Proposed Standards of Care for Specialty Graduate Medical Education Programs in Medicaid Managed Care

  1. Residents may participate in the specialty care of Medicaid managed care patients in all settings supervised by fully licensed and HMO/ PHSP credentialed specialty attending physicians.

    Only the attending physicians, not residents or fellows, may be credentialed by the HMO/PHSP. Each attending must be credentialed by each HMO /PHSP with which they will participate. Residents may perform all or many of the clinical services for the enrollee as long as these clinical services are under the supervision of an appropriately credentialed specialty physician. Even when residents are credentialed by their program in particular procedures, certifying their competence to perform and teach those procedures, the overall care of each enrollee remains the responsibility of the supervising, HMO credentialed attending.

    It is understood that many enrollees will identify the resident as their specialty provider but the responsibility for all clinical decision-making remains with the attending physician of record.

_Information given_
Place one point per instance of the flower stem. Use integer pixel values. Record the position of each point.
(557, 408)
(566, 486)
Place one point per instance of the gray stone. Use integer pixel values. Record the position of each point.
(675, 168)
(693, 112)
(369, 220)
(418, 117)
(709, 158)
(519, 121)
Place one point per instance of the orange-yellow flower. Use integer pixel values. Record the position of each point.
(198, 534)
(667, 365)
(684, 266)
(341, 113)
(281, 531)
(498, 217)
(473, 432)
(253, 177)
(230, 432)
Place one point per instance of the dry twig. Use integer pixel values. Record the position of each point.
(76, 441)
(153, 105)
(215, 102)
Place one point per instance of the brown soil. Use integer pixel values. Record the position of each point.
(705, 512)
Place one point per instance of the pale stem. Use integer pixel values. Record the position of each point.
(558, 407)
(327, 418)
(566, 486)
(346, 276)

_Using the information_
• 1. Return the text on residency standards in Medicaid managed care verbatim, starting with "1. Residents may" and going on through "specialty attending physicians.".
• 2. Resume the proposed standards for residents in Medicaid managed care after the last sentence shown, and continue the text in the same manner.

_Replies_
• 1.
1. Residents may participate in the specialty care of Medicaid managed care patients in all settings supervised by fully licensed and HMO/ PHSP credentialed specialty attending physicians.

• 2.
  2. Enrollees must be given the name of the responsible attending physician in writing and be told how they may contact their attending physician or covering physician, if needed. This allows enrollees to assist in the communication between their primary care provider and specialty attending and enables them to reach the specialty attending if an emergency arises in the course of their care. Enrollees must be made aware of the resident /attending relationship and must have a right to be cared for directly by the responsible attending physician, if requested.
  3. Enrollees requiring ongoing specialty care must be cared for in a continuity setting. This requires the ability to make follow-up appointments with a particular resident/attending physician, or if that provider team is not available, with a member of the provider coverage group in order to insure ongoing responsibility for the patient by his/her HMO credentialed specialist. The responsible specialist and his/her specialty coverage group must be identifiable to the patient as well as to the referring primary care provider.
  4. Attending specialists must be available for emergency consultation and care during non clinic hours. Emergency coverage may be provided by residents under adequate supervision. The attending or a member of the attending coverage group must be available for telephone and/or in-person consultation when necessary.
  5. All training programs participating in Medicaid managed care must be accredited by the appropriate academic accrediting agency2.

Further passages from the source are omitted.